[Start of Attachment]
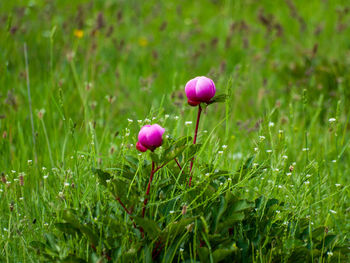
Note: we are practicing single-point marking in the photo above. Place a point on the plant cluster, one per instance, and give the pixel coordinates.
(181, 219)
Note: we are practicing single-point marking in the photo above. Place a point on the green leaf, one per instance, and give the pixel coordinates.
(67, 228)
(149, 226)
(176, 228)
(222, 253)
(102, 176)
(241, 205)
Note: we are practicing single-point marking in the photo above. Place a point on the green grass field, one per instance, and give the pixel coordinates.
(271, 179)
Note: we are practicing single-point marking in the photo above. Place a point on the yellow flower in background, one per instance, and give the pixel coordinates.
(78, 33)
(143, 41)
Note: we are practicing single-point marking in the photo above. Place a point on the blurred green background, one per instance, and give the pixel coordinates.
(99, 63)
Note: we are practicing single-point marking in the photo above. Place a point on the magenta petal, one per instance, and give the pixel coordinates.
(205, 89)
(140, 147)
(190, 89)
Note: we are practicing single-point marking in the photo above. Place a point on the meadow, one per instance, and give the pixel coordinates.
(271, 174)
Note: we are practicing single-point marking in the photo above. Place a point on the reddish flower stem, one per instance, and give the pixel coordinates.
(178, 164)
(148, 188)
(194, 141)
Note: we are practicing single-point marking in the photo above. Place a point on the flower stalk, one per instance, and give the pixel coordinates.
(194, 141)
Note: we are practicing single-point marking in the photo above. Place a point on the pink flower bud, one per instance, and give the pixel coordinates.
(150, 137)
(199, 89)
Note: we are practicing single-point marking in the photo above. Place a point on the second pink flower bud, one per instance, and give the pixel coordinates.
(199, 89)
(150, 137)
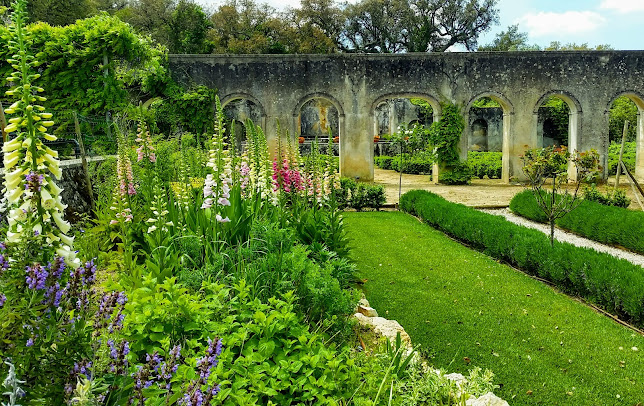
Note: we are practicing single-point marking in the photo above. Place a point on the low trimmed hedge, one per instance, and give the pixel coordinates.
(614, 284)
(629, 156)
(481, 164)
(415, 165)
(357, 195)
(595, 221)
(485, 164)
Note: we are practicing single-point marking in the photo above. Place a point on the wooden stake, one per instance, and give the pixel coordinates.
(3, 123)
(633, 182)
(621, 154)
(88, 181)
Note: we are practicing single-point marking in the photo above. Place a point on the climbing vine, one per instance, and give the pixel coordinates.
(445, 135)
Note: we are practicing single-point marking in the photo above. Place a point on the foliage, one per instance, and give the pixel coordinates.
(554, 113)
(459, 174)
(73, 69)
(621, 110)
(188, 110)
(445, 135)
(58, 12)
(485, 164)
(510, 40)
(628, 158)
(614, 284)
(249, 28)
(415, 26)
(540, 325)
(616, 198)
(606, 224)
(515, 40)
(358, 195)
(540, 165)
(418, 164)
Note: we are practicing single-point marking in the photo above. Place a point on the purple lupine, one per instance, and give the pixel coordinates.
(106, 317)
(196, 394)
(119, 353)
(144, 377)
(53, 295)
(36, 276)
(80, 284)
(4, 263)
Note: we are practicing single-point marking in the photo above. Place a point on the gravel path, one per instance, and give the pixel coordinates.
(565, 236)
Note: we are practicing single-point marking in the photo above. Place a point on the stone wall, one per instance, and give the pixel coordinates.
(356, 84)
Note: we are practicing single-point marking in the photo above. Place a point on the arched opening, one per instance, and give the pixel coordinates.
(479, 140)
(627, 106)
(237, 111)
(558, 118)
(319, 120)
(553, 122)
(488, 127)
(395, 113)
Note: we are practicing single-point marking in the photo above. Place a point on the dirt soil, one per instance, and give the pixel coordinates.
(484, 193)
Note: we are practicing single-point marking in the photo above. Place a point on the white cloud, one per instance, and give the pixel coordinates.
(569, 22)
(623, 6)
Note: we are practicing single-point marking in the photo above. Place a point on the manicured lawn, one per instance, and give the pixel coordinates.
(544, 347)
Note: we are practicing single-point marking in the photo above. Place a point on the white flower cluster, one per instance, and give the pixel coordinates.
(32, 197)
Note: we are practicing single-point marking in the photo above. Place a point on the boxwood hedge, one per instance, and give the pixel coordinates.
(605, 224)
(614, 284)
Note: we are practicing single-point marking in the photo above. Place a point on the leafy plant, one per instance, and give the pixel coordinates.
(614, 284)
(551, 164)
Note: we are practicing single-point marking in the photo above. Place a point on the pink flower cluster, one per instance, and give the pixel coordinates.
(286, 179)
(124, 175)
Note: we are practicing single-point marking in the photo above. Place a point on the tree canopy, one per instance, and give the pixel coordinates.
(514, 40)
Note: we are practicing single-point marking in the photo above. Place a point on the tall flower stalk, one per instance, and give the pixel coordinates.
(33, 199)
(219, 179)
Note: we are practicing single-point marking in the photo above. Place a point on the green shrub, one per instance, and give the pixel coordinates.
(357, 195)
(606, 224)
(411, 164)
(617, 198)
(628, 157)
(459, 174)
(614, 284)
(485, 164)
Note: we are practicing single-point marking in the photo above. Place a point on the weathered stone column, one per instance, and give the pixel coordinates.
(356, 146)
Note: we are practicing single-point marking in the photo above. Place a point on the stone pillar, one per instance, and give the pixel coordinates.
(356, 146)
(506, 147)
(639, 148)
(521, 135)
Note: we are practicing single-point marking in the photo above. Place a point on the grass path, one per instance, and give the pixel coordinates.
(544, 347)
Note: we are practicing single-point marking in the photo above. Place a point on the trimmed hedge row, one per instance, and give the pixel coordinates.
(485, 164)
(415, 165)
(357, 195)
(481, 164)
(605, 224)
(612, 283)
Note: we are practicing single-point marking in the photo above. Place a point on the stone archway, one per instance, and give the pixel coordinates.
(638, 99)
(507, 144)
(574, 123)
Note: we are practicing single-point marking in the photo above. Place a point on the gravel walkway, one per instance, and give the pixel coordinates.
(565, 236)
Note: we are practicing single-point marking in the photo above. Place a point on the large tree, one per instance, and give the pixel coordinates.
(415, 25)
(246, 27)
(57, 12)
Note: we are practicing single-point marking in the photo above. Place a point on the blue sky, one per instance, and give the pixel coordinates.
(613, 22)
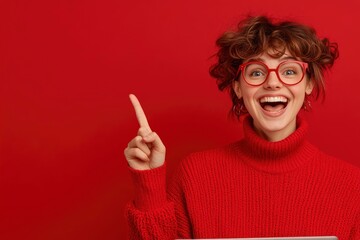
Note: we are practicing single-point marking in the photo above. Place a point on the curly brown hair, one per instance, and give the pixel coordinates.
(257, 34)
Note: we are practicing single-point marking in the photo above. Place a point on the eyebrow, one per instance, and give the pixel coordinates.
(262, 60)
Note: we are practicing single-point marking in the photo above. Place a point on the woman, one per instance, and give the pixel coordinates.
(273, 182)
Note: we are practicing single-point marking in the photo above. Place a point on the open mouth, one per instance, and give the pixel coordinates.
(273, 104)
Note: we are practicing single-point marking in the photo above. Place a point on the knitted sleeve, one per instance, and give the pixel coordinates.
(152, 215)
(355, 232)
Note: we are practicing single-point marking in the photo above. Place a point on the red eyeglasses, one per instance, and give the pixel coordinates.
(288, 72)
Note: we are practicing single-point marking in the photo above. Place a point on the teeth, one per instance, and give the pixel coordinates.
(273, 99)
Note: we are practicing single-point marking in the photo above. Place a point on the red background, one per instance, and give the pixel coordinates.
(67, 68)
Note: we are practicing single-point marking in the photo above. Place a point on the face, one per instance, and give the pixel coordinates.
(273, 105)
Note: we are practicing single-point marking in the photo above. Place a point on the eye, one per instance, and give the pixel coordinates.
(289, 72)
(256, 73)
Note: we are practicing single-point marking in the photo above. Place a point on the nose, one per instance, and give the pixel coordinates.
(272, 81)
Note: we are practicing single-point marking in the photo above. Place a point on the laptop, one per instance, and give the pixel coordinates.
(274, 238)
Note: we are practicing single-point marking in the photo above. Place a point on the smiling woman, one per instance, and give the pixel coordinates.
(271, 183)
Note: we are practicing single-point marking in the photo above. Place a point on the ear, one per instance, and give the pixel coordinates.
(237, 88)
(309, 87)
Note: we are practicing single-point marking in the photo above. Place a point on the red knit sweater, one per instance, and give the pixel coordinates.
(252, 188)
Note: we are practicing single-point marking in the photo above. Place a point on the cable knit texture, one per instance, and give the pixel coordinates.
(251, 188)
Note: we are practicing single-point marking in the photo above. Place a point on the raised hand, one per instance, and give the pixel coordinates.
[End of Attachment]
Word for word, restate the lines from the one holding "on the cable" to the last line of the records.

- _Task response_:
Note: we are practicing single-point marking in the photo above. Place a point on the cable knit texture, one per instance, and give the pixel coordinates.
(251, 188)
Note: we are practicing single-point marking in the photo above. Place a point on the raised hand, one per instance, and give the pixel coordinates.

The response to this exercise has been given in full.